Retype every line of the data below, starting with the first and ending with the line that contains "positive clicks: (448, 94)", but leave out the pictures.

----- Data for this exercise -----

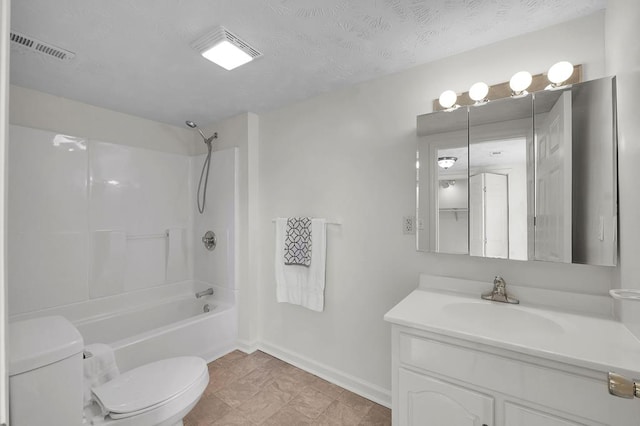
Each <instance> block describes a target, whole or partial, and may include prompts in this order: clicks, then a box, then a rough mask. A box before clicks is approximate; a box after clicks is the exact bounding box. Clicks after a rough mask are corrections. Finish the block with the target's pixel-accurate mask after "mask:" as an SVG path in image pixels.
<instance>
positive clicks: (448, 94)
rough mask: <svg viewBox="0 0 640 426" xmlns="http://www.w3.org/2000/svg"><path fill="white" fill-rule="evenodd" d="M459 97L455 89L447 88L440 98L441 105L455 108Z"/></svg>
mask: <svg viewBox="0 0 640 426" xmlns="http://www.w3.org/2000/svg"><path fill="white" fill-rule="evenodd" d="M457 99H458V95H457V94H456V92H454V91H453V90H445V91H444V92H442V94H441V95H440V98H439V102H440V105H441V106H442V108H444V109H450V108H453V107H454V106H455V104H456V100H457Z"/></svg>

-----

▶ **Task output**
Each <instance> block describes a target, whole or partial, and may include prompts in this order: clicks, then a box, then a rough mask. A box before clicks is approximate; a box after clicks is the exact bounding box. Clicks after a rough mask are corrections. Finish the block with the target's pixel-accurate mask after "mask:" as an SVG path in image pixels.
<instance>
positive clicks: (448, 94)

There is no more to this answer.